GIVEN TEXT:
+++

The scheduler architecture is based on the notion of a time domain, which is an execution window with a constant and guaranteed bandwidth. Time domains are scheduled in a round-robin fashion. At design time, each time domain is assigned an execution budget and a single partition. The sum of all execution budgets constitutes an execution cycle. A partition executes in a time domain, consuming its budget until it is completely depleted, and the next time domain is then scheduled. Whenever a complete execution cycle ends, all time budgets are restored to their initial value. This guarantees that all partitions run for a specified amount of time in every execution cycle, providing a safe execution environment for time-driven real-time partitions.

The scheduler allows that multiple partitions may be assigned to a special-purpose time domain, called domain-0. Inside domain-0, partitions are scheduled in a priority-based, time-sliced manner. Furthermore, domain-0’s partitions may preempt those running in different domains. It is necessary to mention that any partition is assigned a priority, which only has significance within the context of domain-0. At every scheduling point, the priorities of the currently active time domain’s partition and the domain-0’s highest priority ready partition are compared. If the latter possesses a higher priority, it preempts the former, but consuming its own domain’s (i.e., domain-0’s) time budget while executing. The preemption does not happen, of course, if domain-0 itself is the currently active domain. Figure 5 presents an example scenario containing two domains: time domain 1, assigned with partition X; and time domain 2, assigned with Partition Y, in addition to domain-0, assigned with partitions Z and W. 0 Time domain 1 is first in line, and since partition X has higher priority than the ones in domain-0, it will start to execute. After its time budget expires, a scheduling point is triggered. Time-domain 2 is next, but since domain-0’s partition Z possesses higher priority than partition Y from time domain 2, Z is scheduled consuming domain-0’s budget. At a certain point, partition Z blocks, and since no active partition in domain-0 has more priority than domain 2’s Y, the latter is finally scheduled and executes for its time domain’s budget. The next scheduling point makes domain-0 the active domain, and the only active partition, W, executes, depleting domain-0’s budget. When this expires, a new execution cycle begins and domain 1’s partition X is rescheduled.

+++

ITEMS:
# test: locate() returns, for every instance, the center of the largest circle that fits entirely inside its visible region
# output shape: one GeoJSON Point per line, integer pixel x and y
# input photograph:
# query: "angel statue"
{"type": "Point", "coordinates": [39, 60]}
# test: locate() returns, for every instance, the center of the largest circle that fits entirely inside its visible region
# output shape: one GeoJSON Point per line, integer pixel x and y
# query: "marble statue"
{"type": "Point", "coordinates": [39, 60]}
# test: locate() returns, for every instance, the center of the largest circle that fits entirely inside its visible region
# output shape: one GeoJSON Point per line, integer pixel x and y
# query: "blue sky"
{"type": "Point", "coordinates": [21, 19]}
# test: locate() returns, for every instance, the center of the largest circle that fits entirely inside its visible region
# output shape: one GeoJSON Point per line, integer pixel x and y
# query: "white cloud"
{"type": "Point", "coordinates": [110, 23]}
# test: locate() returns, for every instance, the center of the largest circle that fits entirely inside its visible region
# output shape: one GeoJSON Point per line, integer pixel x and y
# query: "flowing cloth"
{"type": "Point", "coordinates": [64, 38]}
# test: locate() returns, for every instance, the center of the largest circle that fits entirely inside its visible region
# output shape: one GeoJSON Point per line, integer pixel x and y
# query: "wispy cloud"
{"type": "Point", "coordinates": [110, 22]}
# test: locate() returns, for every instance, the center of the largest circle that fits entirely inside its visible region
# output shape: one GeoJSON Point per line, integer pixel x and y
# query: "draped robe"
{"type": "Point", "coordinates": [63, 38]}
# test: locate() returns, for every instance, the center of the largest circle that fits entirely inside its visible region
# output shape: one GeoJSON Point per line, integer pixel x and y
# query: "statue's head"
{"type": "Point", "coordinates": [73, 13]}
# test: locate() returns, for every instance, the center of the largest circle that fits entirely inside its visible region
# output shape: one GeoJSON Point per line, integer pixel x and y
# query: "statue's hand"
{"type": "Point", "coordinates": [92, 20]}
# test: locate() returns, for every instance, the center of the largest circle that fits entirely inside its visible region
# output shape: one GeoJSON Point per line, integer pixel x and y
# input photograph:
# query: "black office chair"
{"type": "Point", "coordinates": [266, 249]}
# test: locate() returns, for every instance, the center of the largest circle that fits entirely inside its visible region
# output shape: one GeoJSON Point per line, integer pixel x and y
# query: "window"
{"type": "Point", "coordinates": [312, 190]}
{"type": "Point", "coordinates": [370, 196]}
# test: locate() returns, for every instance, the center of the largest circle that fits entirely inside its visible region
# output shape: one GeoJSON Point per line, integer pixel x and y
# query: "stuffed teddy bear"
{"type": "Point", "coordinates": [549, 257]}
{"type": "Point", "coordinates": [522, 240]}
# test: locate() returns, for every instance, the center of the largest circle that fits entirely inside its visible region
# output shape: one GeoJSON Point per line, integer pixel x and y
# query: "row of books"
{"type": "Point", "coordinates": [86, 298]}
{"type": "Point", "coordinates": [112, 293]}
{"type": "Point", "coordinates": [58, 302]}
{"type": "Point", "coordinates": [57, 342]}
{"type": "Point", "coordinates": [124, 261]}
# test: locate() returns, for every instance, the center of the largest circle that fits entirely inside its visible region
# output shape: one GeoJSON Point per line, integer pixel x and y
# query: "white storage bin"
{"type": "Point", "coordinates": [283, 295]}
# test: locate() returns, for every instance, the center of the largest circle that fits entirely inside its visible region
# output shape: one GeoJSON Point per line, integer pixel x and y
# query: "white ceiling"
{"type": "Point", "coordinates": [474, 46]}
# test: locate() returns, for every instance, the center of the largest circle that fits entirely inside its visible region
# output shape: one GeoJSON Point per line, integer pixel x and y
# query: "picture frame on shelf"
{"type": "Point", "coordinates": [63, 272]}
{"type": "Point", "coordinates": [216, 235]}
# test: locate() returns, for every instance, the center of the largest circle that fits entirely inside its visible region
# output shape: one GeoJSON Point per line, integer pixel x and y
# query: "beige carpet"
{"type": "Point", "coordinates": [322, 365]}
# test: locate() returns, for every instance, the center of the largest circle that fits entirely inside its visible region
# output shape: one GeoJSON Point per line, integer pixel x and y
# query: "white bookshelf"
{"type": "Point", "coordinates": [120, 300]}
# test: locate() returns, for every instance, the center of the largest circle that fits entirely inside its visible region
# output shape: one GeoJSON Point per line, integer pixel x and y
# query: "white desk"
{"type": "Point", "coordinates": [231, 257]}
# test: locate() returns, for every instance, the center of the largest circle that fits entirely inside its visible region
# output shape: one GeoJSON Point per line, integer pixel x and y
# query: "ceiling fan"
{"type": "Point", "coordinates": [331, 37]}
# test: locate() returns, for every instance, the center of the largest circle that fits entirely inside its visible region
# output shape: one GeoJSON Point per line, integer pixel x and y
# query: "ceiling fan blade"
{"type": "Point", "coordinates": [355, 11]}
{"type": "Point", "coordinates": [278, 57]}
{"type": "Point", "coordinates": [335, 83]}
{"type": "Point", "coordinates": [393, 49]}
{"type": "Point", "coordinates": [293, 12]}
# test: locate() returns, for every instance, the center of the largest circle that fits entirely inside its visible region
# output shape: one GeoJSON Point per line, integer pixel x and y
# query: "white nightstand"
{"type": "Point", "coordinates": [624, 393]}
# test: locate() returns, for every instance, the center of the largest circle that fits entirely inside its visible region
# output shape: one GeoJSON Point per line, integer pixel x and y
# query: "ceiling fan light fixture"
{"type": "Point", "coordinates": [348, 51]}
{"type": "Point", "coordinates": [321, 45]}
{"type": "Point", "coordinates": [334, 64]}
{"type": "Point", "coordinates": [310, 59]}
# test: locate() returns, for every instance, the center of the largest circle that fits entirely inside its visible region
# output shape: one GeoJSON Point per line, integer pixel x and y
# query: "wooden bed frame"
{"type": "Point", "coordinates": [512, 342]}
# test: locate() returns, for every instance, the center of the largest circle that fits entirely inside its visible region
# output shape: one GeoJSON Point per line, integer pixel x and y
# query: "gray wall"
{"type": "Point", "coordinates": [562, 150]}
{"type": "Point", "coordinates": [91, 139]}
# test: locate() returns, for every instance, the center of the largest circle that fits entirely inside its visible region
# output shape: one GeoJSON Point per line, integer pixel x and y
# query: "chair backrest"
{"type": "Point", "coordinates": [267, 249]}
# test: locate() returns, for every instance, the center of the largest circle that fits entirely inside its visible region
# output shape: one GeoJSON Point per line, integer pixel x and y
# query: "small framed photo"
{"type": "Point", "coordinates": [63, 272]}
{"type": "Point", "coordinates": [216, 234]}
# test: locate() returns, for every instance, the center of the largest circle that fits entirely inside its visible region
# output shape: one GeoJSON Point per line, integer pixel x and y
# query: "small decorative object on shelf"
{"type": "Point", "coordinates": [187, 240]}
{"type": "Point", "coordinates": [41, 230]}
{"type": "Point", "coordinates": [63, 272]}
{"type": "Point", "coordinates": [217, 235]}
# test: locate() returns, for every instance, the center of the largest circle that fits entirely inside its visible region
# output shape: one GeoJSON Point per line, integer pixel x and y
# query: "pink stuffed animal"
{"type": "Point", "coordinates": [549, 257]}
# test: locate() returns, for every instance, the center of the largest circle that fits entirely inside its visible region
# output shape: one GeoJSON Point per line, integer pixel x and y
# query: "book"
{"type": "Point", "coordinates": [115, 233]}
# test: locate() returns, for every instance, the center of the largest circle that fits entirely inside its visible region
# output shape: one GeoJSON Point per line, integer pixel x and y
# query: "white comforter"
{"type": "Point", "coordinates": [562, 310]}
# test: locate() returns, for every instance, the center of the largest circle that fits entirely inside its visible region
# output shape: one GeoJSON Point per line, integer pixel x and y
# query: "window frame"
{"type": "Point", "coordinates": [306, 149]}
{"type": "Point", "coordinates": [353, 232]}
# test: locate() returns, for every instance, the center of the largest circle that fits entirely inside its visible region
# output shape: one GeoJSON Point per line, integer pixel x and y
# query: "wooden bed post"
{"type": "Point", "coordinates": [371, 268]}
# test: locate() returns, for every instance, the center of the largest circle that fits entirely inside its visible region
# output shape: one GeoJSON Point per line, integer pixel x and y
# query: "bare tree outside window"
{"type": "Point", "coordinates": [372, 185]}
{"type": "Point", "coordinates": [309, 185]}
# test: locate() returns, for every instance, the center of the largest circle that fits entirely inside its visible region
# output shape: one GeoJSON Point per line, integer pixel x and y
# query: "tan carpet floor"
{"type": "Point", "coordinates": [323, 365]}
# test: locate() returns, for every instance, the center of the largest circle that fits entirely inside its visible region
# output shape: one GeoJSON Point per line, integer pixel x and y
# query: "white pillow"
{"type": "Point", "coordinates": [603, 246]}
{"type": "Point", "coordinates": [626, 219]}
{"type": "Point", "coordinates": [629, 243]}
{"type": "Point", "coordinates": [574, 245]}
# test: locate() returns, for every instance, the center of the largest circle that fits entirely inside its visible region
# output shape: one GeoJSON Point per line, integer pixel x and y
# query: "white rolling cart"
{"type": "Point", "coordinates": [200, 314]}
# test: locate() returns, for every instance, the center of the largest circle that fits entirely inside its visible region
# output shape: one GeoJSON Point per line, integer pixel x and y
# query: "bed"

+++

WORK TO COMPLETE:
a) According to the scheduler description, what guarantees that every partition runs for a specified amount of time in each execution cycle? Answer in one to three sentences.
b) In the scheduler description, rewrite the paragraph beginning "The scheduler architecture is based on" as a bulleted list that keeps its main facts.

TASK-BY-TASK OUTPUTS:
a) Each time domain has its own execution budget and a single partition, and that partition runs until the budget is used up before the next domain is scheduled. At the end of every complete execution cycle, all time budgets are restored to their initial values. As a result, every partition gets its full budgeted time in each cycle.

b)
- The scheduler is built around time domains, which are execution windows with a constant, guaranteed bandwidth.
- Time domains are scheduled round-robin.
- At design time, each time domain gets an execution budget and a single partition.
- An execution cycle is the sum of all execution budgets.
- A partition runs in its time domain until its budget is fully depleted, and then the next time domain is scheduled.
- When an execution cycle ends, all budgets are restored to their initial values.
- This guarantees that every partition runs for a specified time in each cycle, which gives time-driven real-time partitions a safe execution environment.